TASK INSTRUCTIONS:
Return every line of the data below that contains the string "clicks".

(Stored data)
====

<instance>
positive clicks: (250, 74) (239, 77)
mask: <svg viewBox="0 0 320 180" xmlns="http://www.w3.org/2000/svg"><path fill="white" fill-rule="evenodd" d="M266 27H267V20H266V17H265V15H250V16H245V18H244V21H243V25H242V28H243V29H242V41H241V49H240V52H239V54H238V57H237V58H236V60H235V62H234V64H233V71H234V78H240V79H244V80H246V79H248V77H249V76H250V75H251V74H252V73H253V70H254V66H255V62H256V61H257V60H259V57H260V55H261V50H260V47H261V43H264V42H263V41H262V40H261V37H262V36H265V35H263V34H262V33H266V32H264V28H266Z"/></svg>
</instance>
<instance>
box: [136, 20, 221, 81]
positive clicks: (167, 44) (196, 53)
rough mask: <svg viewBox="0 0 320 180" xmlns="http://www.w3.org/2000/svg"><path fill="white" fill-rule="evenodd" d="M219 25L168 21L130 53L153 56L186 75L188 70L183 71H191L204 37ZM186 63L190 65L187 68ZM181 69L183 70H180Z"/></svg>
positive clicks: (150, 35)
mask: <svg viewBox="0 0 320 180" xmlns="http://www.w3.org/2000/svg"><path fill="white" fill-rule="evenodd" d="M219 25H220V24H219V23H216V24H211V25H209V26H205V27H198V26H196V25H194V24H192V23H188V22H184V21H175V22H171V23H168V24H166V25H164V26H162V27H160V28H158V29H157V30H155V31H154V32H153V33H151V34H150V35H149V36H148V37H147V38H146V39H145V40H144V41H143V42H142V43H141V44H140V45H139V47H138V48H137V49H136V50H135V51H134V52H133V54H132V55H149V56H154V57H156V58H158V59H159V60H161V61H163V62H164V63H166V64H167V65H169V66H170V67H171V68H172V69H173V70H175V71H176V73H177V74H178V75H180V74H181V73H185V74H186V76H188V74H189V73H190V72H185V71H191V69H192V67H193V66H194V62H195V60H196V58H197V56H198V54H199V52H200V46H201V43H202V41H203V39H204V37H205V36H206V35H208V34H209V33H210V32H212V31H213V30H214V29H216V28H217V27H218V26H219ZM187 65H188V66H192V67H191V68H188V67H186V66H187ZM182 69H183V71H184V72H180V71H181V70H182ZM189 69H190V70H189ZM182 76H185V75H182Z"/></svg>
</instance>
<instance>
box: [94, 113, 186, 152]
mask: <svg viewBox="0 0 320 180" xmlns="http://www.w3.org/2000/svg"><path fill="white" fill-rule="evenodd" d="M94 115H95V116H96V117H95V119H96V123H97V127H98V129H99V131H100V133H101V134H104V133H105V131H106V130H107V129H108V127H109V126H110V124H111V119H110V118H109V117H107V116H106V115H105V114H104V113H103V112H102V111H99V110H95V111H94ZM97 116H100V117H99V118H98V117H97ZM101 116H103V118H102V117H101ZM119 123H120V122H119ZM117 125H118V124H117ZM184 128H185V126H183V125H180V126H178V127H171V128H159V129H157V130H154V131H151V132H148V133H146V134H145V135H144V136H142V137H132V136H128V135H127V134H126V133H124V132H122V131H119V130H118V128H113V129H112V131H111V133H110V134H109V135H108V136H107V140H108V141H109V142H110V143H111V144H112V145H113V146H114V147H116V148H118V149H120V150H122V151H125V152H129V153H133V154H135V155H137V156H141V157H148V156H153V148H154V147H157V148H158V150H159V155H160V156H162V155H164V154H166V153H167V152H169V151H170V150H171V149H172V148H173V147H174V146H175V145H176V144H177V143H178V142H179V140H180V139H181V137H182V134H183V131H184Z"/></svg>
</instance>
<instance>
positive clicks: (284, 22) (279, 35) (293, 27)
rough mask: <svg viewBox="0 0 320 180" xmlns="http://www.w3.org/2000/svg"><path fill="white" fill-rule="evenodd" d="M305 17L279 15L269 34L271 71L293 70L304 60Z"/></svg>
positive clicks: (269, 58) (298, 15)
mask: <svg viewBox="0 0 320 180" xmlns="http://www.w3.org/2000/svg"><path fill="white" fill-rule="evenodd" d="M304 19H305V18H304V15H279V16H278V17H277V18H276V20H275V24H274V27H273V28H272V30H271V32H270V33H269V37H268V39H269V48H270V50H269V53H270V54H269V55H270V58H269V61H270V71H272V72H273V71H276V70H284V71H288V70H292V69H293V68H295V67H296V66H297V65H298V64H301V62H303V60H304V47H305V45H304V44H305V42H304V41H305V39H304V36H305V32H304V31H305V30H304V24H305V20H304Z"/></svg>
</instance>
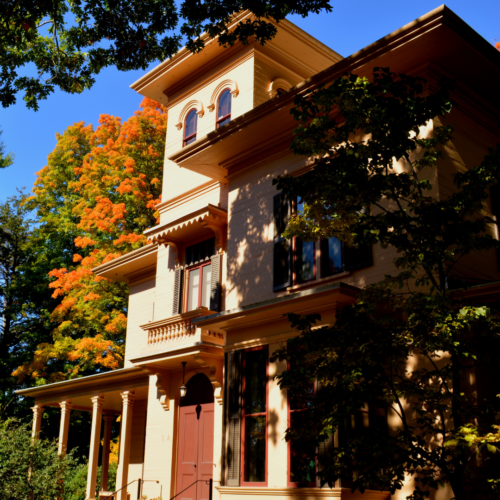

====

OUTPUT:
positive clicks: (250, 74) (239, 77)
positive clicks: (167, 44) (196, 53)
positive clicks: (150, 35)
positive clicks: (284, 22) (279, 35) (293, 27)
positive clicks: (269, 58) (298, 15)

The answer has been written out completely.